Article →
RAS L.P. records interest expense at a total rate of 22.2% to account for the
put option. Interest in excess of the stated Senior Subordinated Notes coupon
rate is credited to warrant liability and will be settled either in the terms
above or upon the exercise of the warrants.


<PAGE>   16


LEASE FINANCING AND UNSECURED DEBT

Under the terms of the Credit Agreement and the Indenture, RAS L.P. may obtain
additional sources of liquidity, if necessary, including (i) up to $15.0 million
of capital lease financing for furniture, fixtures and equipment, (ii) up to
$5.0 million of unsecured debt and (iii) operating lease financing.

On August 6, 1998, RAS L.P. executed a lease commitment with a lease financing
company for the following credit facilities:

       -   Capital lease facility for up to approximately $15.0 million;
       -   Operating lease facility for up to approximately $13.1 million; and
       -   Unsecured credit facility for $5.0 million.

The capital lease facility can be used to finance various furniture, fixtures
and equipment acceptable to the leasing company. The term of the lease is for 48
months at an anticipated interest rate of 11.2%. Maximum annual lease payments,
including principal and interest, will be approximately $4.7 million. Upon
expiration of the lease term, RAS L.P. will purchase the equipment for $1.

The operating lease facility can be used to lease new gaming devices, related
systems, vehicles and equipment acceptable to the leasing company. The term of
the lease is for 48 months at an anticipated imputed interest rate of 10.9%.
Maximum annual payments under the operating lease will be approximately $3.5
million. Upon expiration of the initial lease term, RAS L.P. will be granted an
option to (i) purchase all but not less than all of the equipment, by equipment
category, at fair market value as determined by an independent appraiser, (ii)
renew the lease term for 12 months or (iii) return the equipment to the leasing
company.

The unsecured credit facility will be available for 12 months beginning March 1,
1999. RAS L.P. must give 45 days notice for each draw, which must be a minimum
of $1.0 million and a maximum of $2.0 million. RAS L.P. must pay 2% of each draw
as a credit facility, legal and syndication fee at the time of closing each
draw. Each loan will include a 2% original issue discount and be converted to a
24-month term note fully amortizing at an interest rate of 13%.

A commitment fee totaling $140,500 was paid on execution of the lease
commitment. The fee will be applied to the leasing company's transaction costs
at closing, and any balance will be applied to the security deposit of the
leases.

To date, the Companies have not utilized any of the above facilities.


<PAGE>   17



ITEM 2. MANAGEMENT'S DISCUSSION AND ANALYSIS OF FINANCIAL CONDITION AND RESULTS
OF OPERATIONS

The following discussion should be read in conjunction with, and is qualified in
its entirety by, the information contained in the financial statements,
including the notes thereto included in this report. The following discussion
includes forward-looking statements that involve certain risks and
uncertainties.

Data shown →
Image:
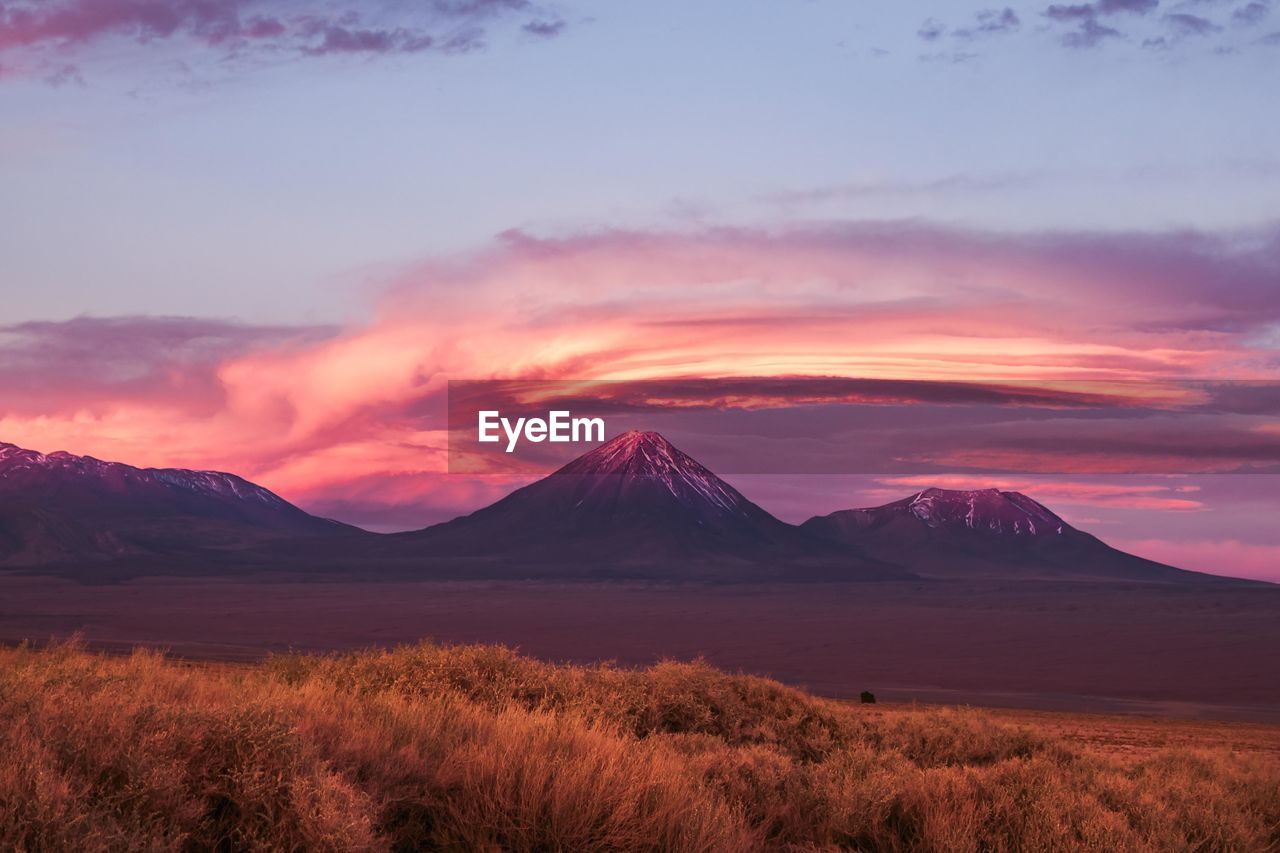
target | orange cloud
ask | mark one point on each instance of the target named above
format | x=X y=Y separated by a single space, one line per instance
x=307 y=416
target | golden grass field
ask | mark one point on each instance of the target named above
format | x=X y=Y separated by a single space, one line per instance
x=478 y=748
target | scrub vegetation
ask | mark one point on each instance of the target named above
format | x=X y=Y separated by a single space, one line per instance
x=478 y=748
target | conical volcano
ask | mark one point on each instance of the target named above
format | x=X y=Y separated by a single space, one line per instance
x=638 y=501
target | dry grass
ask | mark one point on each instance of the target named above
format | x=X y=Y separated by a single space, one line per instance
x=476 y=748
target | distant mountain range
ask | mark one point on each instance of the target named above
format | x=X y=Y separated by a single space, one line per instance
x=65 y=509
x=634 y=507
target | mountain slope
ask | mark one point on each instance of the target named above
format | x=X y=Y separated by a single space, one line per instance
x=638 y=500
x=988 y=533
x=60 y=507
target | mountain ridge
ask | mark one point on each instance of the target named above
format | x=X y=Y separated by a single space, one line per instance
x=62 y=507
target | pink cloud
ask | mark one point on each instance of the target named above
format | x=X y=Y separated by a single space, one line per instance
x=314 y=413
x=1216 y=557
x=234 y=28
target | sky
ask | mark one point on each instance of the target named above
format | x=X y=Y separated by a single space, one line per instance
x=263 y=236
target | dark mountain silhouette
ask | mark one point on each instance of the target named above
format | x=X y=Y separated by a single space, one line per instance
x=639 y=501
x=634 y=507
x=65 y=509
x=947 y=533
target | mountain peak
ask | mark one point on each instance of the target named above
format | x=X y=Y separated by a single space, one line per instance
x=984 y=510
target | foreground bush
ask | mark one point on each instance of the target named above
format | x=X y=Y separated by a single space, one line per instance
x=479 y=748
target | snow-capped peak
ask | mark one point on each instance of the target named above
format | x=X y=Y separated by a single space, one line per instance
x=17 y=463
x=648 y=456
x=984 y=510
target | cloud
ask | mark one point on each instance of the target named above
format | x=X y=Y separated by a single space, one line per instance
x=1251 y=14
x=1229 y=557
x=931 y=30
x=1088 y=35
x=1188 y=24
x=987 y=22
x=257 y=30
x=307 y=411
x=87 y=364
x=544 y=28
x=1086 y=10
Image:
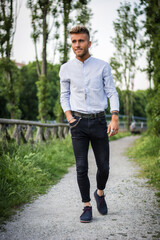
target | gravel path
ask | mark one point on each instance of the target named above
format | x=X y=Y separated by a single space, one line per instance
x=133 y=209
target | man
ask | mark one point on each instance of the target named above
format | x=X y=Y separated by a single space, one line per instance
x=86 y=83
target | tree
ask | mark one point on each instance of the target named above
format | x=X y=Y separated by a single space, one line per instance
x=126 y=43
x=28 y=90
x=152 y=23
x=40 y=12
x=9 y=72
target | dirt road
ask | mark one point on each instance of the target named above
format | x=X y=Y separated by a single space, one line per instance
x=133 y=208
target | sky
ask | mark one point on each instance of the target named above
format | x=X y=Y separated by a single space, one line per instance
x=104 y=13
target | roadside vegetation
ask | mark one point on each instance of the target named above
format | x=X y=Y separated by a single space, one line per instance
x=146 y=152
x=120 y=135
x=29 y=170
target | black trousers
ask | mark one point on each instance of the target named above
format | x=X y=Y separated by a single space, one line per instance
x=84 y=131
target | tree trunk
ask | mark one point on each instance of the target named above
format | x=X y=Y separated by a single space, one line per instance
x=44 y=50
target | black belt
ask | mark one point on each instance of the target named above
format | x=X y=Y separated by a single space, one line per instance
x=91 y=115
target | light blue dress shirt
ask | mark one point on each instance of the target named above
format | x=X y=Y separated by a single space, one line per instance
x=86 y=86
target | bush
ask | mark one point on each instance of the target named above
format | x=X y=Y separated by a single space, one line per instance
x=27 y=171
x=147 y=153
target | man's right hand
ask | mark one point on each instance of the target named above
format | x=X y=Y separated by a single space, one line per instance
x=73 y=120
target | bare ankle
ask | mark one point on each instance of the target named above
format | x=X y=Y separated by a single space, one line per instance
x=87 y=204
x=100 y=192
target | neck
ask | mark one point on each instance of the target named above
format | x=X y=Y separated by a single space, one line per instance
x=83 y=58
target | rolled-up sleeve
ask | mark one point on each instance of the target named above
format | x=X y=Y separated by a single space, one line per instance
x=64 y=89
x=110 y=89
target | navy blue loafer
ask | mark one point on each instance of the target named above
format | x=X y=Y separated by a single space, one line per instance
x=101 y=203
x=86 y=216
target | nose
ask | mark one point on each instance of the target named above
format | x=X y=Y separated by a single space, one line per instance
x=77 y=44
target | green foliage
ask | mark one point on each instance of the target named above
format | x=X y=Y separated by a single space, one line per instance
x=10 y=85
x=28 y=92
x=27 y=171
x=140 y=101
x=152 y=23
x=126 y=43
x=119 y=135
x=43 y=97
x=153 y=111
x=147 y=153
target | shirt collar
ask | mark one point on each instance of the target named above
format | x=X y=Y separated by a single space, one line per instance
x=87 y=60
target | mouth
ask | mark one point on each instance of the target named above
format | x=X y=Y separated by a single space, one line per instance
x=78 y=50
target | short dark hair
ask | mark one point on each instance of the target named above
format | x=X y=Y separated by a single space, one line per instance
x=80 y=29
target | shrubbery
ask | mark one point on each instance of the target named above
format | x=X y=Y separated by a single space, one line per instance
x=28 y=170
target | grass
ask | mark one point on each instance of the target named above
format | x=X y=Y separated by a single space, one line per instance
x=29 y=170
x=146 y=152
x=119 y=135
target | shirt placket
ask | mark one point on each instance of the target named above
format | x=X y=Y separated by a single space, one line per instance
x=85 y=87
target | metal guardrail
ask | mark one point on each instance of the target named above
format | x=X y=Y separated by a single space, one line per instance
x=22 y=131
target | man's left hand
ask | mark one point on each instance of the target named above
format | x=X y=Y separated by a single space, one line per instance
x=113 y=126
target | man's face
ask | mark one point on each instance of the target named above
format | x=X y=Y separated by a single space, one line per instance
x=80 y=44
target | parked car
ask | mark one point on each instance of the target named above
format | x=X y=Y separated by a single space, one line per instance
x=138 y=127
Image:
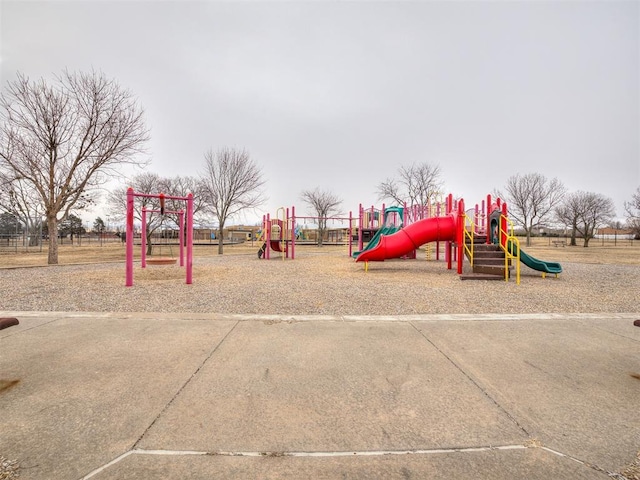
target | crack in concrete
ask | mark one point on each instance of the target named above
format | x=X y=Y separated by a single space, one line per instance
x=191 y=377
x=472 y=380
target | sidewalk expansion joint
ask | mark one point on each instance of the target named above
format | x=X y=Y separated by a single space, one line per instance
x=191 y=377
x=473 y=381
x=364 y=453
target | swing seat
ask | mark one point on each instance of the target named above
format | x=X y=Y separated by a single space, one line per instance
x=161 y=261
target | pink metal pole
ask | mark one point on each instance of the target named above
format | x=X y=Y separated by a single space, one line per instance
x=438 y=242
x=460 y=235
x=267 y=250
x=360 y=227
x=181 y=236
x=350 y=233
x=489 y=206
x=293 y=232
x=503 y=226
x=285 y=224
x=143 y=239
x=189 y=239
x=129 y=238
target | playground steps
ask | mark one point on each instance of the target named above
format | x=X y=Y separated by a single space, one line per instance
x=488 y=261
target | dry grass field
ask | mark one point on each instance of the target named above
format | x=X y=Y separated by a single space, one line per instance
x=320 y=281
x=622 y=253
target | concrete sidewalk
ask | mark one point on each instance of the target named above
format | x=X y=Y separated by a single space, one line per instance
x=115 y=396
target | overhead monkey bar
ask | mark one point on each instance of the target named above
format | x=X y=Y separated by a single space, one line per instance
x=131 y=194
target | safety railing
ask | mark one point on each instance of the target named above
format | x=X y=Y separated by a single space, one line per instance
x=468 y=229
x=509 y=243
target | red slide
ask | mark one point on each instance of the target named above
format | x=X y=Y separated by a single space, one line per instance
x=436 y=229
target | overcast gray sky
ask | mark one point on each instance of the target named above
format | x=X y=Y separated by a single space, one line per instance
x=338 y=95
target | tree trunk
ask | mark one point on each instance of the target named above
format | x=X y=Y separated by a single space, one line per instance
x=221 y=240
x=52 y=224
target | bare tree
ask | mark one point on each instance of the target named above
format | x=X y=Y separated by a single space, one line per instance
x=232 y=182
x=585 y=212
x=324 y=204
x=532 y=199
x=568 y=213
x=415 y=185
x=63 y=139
x=632 y=210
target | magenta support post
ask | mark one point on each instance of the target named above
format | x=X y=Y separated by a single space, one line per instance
x=181 y=236
x=189 y=239
x=143 y=240
x=129 y=238
x=293 y=232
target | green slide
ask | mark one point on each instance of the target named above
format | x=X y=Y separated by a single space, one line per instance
x=385 y=230
x=531 y=262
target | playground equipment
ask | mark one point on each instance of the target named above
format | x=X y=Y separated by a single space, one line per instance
x=280 y=234
x=475 y=234
x=182 y=217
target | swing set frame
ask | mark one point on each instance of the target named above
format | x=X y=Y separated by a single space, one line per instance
x=131 y=194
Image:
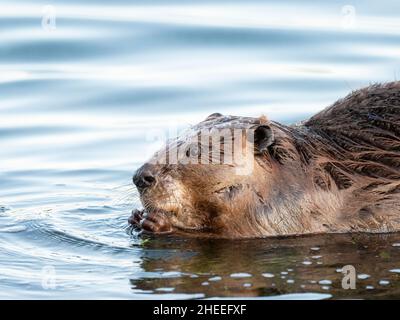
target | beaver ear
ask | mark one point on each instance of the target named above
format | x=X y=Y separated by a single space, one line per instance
x=263 y=137
x=214 y=115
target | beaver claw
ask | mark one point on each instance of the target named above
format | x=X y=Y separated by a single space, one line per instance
x=153 y=222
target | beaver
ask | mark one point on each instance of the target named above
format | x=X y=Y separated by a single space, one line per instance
x=337 y=172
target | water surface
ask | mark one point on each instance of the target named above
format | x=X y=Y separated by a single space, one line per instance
x=84 y=88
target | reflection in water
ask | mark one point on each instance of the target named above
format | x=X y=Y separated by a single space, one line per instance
x=272 y=267
x=86 y=85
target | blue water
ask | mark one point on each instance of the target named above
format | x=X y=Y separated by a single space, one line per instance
x=82 y=83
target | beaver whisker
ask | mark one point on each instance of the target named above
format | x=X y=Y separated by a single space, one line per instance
x=321 y=175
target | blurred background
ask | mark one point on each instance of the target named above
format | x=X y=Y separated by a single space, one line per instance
x=82 y=83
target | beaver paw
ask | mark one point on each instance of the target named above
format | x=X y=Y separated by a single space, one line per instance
x=154 y=222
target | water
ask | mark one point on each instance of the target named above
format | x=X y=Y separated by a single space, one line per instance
x=83 y=88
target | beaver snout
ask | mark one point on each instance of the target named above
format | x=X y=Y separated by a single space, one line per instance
x=144 y=177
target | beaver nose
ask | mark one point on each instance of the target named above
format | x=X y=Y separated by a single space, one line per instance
x=144 y=178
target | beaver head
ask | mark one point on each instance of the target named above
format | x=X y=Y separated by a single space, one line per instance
x=216 y=177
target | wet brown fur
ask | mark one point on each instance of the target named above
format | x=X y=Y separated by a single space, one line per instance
x=337 y=172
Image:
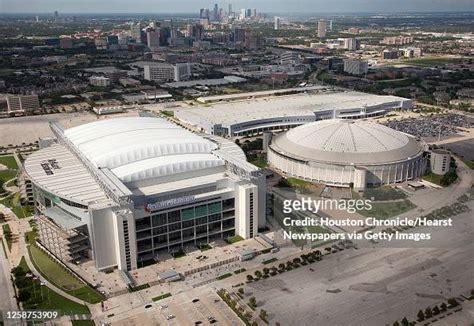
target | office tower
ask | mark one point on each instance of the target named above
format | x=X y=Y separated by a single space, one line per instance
x=321 y=28
x=152 y=38
x=239 y=34
x=242 y=14
x=136 y=32
x=165 y=34
x=277 y=23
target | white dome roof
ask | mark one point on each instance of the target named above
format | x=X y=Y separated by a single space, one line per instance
x=346 y=142
x=136 y=148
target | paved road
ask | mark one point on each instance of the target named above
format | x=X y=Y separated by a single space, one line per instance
x=7 y=299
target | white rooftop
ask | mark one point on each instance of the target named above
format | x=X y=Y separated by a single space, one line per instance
x=137 y=148
x=70 y=179
x=303 y=104
x=346 y=141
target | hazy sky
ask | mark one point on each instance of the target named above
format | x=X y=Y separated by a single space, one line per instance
x=189 y=6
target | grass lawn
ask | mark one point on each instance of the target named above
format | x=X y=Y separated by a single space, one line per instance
x=50 y=299
x=385 y=210
x=30 y=237
x=56 y=274
x=6 y=228
x=9 y=161
x=234 y=239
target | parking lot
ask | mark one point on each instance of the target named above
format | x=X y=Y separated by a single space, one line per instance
x=374 y=285
x=180 y=309
x=432 y=126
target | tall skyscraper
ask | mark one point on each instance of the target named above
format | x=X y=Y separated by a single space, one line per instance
x=136 y=32
x=277 y=23
x=321 y=28
x=153 y=38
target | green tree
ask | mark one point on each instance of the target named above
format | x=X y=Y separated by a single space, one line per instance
x=24 y=295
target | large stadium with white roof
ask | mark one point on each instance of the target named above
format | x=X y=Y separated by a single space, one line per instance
x=348 y=153
x=130 y=190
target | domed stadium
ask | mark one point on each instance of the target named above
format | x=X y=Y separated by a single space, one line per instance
x=347 y=153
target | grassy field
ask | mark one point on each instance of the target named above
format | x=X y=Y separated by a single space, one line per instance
x=50 y=300
x=6 y=228
x=57 y=275
x=389 y=209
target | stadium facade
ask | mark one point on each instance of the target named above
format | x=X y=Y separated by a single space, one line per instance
x=348 y=153
x=129 y=190
x=250 y=114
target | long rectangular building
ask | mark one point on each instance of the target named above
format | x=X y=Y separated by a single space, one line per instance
x=127 y=191
x=235 y=117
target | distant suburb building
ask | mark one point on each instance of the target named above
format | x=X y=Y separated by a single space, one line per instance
x=246 y=114
x=99 y=81
x=19 y=104
x=164 y=72
x=127 y=191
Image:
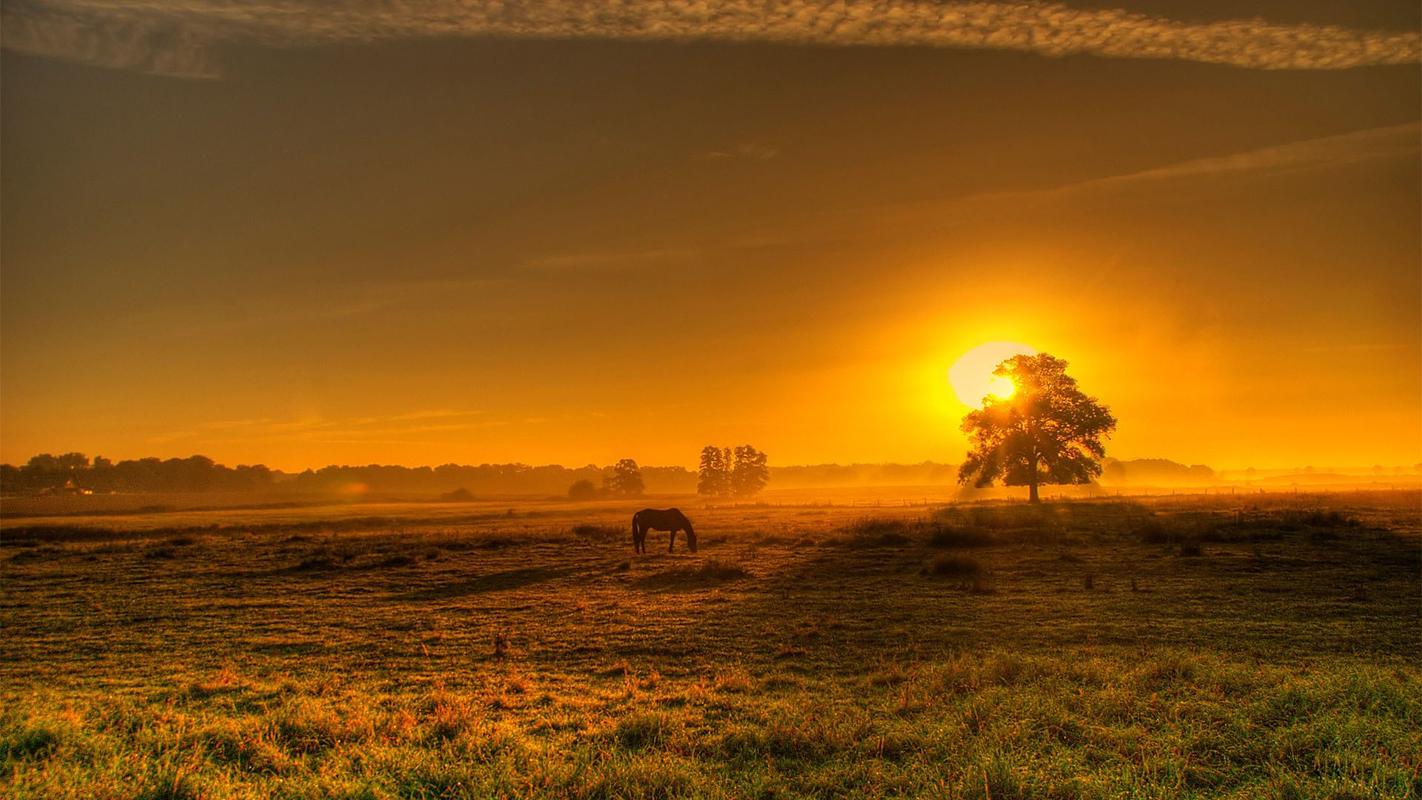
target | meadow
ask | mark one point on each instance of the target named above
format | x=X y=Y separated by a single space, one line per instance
x=1263 y=645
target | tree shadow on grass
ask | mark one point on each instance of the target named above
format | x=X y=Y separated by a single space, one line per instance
x=492 y=581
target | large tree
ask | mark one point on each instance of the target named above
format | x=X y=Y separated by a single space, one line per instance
x=623 y=479
x=714 y=472
x=1048 y=431
x=750 y=473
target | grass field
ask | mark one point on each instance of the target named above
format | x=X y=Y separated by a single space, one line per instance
x=1193 y=647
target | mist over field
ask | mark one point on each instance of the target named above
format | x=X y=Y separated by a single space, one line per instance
x=970 y=400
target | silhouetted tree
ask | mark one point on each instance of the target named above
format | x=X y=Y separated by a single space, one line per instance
x=714 y=473
x=750 y=475
x=582 y=490
x=1047 y=432
x=624 y=479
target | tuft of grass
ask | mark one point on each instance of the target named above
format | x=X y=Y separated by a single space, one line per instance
x=599 y=532
x=643 y=729
x=873 y=532
x=953 y=566
x=707 y=573
x=960 y=537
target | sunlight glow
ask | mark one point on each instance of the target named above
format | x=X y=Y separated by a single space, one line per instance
x=971 y=374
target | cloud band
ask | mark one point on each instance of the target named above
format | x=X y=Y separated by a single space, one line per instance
x=181 y=37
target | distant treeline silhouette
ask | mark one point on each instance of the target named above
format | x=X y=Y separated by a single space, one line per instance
x=76 y=472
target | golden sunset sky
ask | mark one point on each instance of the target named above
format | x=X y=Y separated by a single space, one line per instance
x=573 y=233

Job 1 →
Could you give the lines of the records from the line with "target | hazy sky" to the line with "x=432 y=126" as a JSON list of strings, one string per line and no blank lines?
Job 2 →
How would you continue the filing on RAS L.P.'s financing from where it stops?

Task response 1 →
[
  "target | hazy sky",
  "ask | mark one point on each instance of the target named above",
  "format | x=X y=Y separated by a single space, one line per instance",
  "x=189 y=6",
  "target | grass lawn",
  "ask | mark one point on each instance of the target named above",
  "format | x=X y=Y separated by a single space, one line per instance",
  "x=50 y=299",
  "x=385 y=210",
  "x=30 y=237",
  "x=56 y=274",
  "x=6 y=228",
  "x=9 y=161",
  "x=234 y=239",
  "target | parking lot",
  "ask | mark one point on each instance of the target named above",
  "format | x=X y=Y separated by a single space, one line per instance",
  "x=374 y=285",
  "x=180 y=309",
  "x=432 y=126"
]

Task response 2 →
FORWARD-LOOKING STATEMENTS

This Form 10-Q contains certain "forward-looking statements" which represent the
Companies' expectations or beliefs, including, but not limited to, statements
concerning industry performance and the Companies' operations, performance,
financial condition, plans, growth and strategies. Any statements contained in
this Form 10-Q that are not statements of historical fact may be deemed to be
forward-looking statements. Without limiting the generality of the foregoing,
words such as "may," "will," "expect," "anticipate," "intend," "could,"
"estimate," or "continue" or the negative or other variations thereof or
comparable terminology are intended to identify forward-looking statements.
These statements by their nature involve substantial risks and uncertainties,
including, but not limited to, those relating to development and construction
activities, market fluctuations, gaming, liquor and other regulatory matters,
taxation, dependence on existing management, leverage and debt service
(including sensitivity to fluctuations in interest rates), domestic or
international economic conditions, changes in federal and state laws or the
administration of such laws and changes in gaming laws or regulations (including
the legalization of gaming in certain jurisdictions). Certain of these risks and
uncertainties are beyond the Companies' control, and actual results may differ
materially depending on a variety of important factors, including those
described in this Form 10-Q.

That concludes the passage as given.